--- Quoted passage ---

Of course, as I said earlier, I am describing a spectrum or continuum. On the front page of newspapers, you will often find “news features” in which story-telling elements are used to dramatize or get behind the hard facts. Indeed, some magazine/feature stories bring to life issues of the utmost importance, and in that way they may seem more serious than the dry stories that surround them. Thus, grappling with the shades of difference between the kind of stories we are going to write in this course is challenging, and we could spend a good deal of time engaging with that problem. We are not going to spend a great deal of time doing so – though we will talk about it just as much as you like. The point of this course is writing, not theorizing. Suffice it to say that I am going to push you to write stories that are as well-structured as possible – I’m looking for a beginning, a middle and an end – and are as well written as possible, by which I mean the shape of each sentence and the choice of each word will manifest considerable re-writing and re-thinking.

Let me point out an irony here. My emphasis on entertainment does not mean reporting becomes less important. This is not a fiction class. I expect to be able to send each of these stories to the people quoted or described therein and have those subjects confirm that all the quotes and events described are accurate and also that you have not ignored key information needed to provide context. You can’t write an entertaining profile of someone unless you spend time with him or her finding the raw material out of which the “art” can be created.

--- Collected material ---

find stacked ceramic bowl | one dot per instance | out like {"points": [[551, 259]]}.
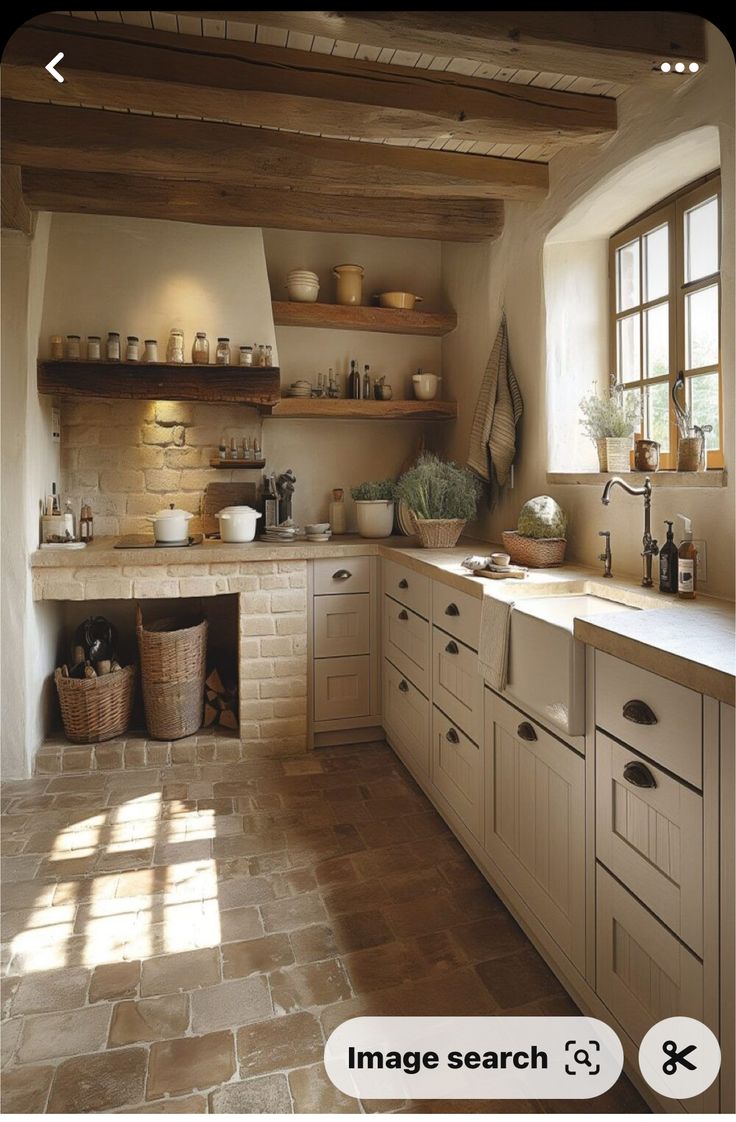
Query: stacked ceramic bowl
{"points": [[303, 286]]}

---

▶ [Written exercise A]
Please list the three parts the feature-writing passage says the instructor looks for in a well-structured story.
▶ [Written exercise B]
According to the feature-writing passage, what is the point of the course?

▶ [Complete output A]
- A beginning
- A middle
- An end

▶ [Complete output B]
Writing, not theorizing.